▸ WRITTEN PROBLEM
Please copy the Tamora Pierce review below, the stretch from "This March, my" through "enemy, turns out.", and swap "nostalgia" for "regret".

[Start of SELECTION]

Trash & Treasure is a miscellany of monthly opinions on SFF, fandom and general geekness from Foz Meadows.
This March, my media consumption has been full of the old made new, or revisited, or otherwise reimagined. At the forefront of my reading has been Tempests and Slaughter, the new Tamora Pierce novel. Set in her world of Tortall, it’s the start of a prequel series about established mage Numair Salmalin, originally called Arram Draper, and covers his early years of magical study in Carthak. It’s been quite a while since I read the Wild Magic quartet, which most prominently features the adult Numair/Arram, but I remember enough to be powerfully hit by a bittersweet nostalgia at the knowledge of how his early friendship with Orzone, later emperor and enemy, turns out.
Pierce’s writing is as compassionate, skilful and engaging as ever, and having heard her speak in 2016 at Worldcon about her struggle to have the book focus primarily on academics – her editors wanted more gladiator fights – I’m immensely glad that she seems to have finally got her way. While Pierce never shies away from dark topics, even (or perhaps especially) when writing about younger characters, the importance of education in general and mentorship in particular has always been central to her writing. Pierce understands exactly how to make school stories riveting, because she understands that, while information about the world might inform and please us, the true appeal is in the intimacy such a setting affords to characterisation. What does the teacher want in a student? How do they instruct? Are they flexible or biased, and how does this change their perception of their acolytes? What interests the student, and under what conditions do they learn best? What else is going on in their lives that informs their ability to focus or tests their limits, and how do their teachers react to it? What happens when students are teachers in other contexts? What happens when teachers refuse to learn? Such questions have always been at the heart of Pierce’s stories, and seeing her investigate them anew through Arram’s eyes is indescribably wonderful.

[End of SELECTION]
[Start of DATASET EXCERPT]

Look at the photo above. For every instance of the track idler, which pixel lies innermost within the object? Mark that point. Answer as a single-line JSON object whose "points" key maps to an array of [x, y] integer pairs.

[End of DATASET EXCERPT]

▸ SOLUTION BELOW
This March, my media consumption has been full of the old made new, or revisited, or otherwise reimagined. At the forefront of my reading has been Tempests and Slaughter, the new Tamora Pierce novel. Set in her world of Tortall, it’s the start of a prequel series about established mage Numair Salmalin, originally called Arram Draper, and covers his early years of magical study in Carthak. It’s been quite a while since I read the Wild Magic quartet, which most prominently features the adult Numair/Arram, but I remember enough to be powerfully hit by a bittersweet regret at the knowledge of how his early friendship with Orzone, later emperor and enemy, turns out.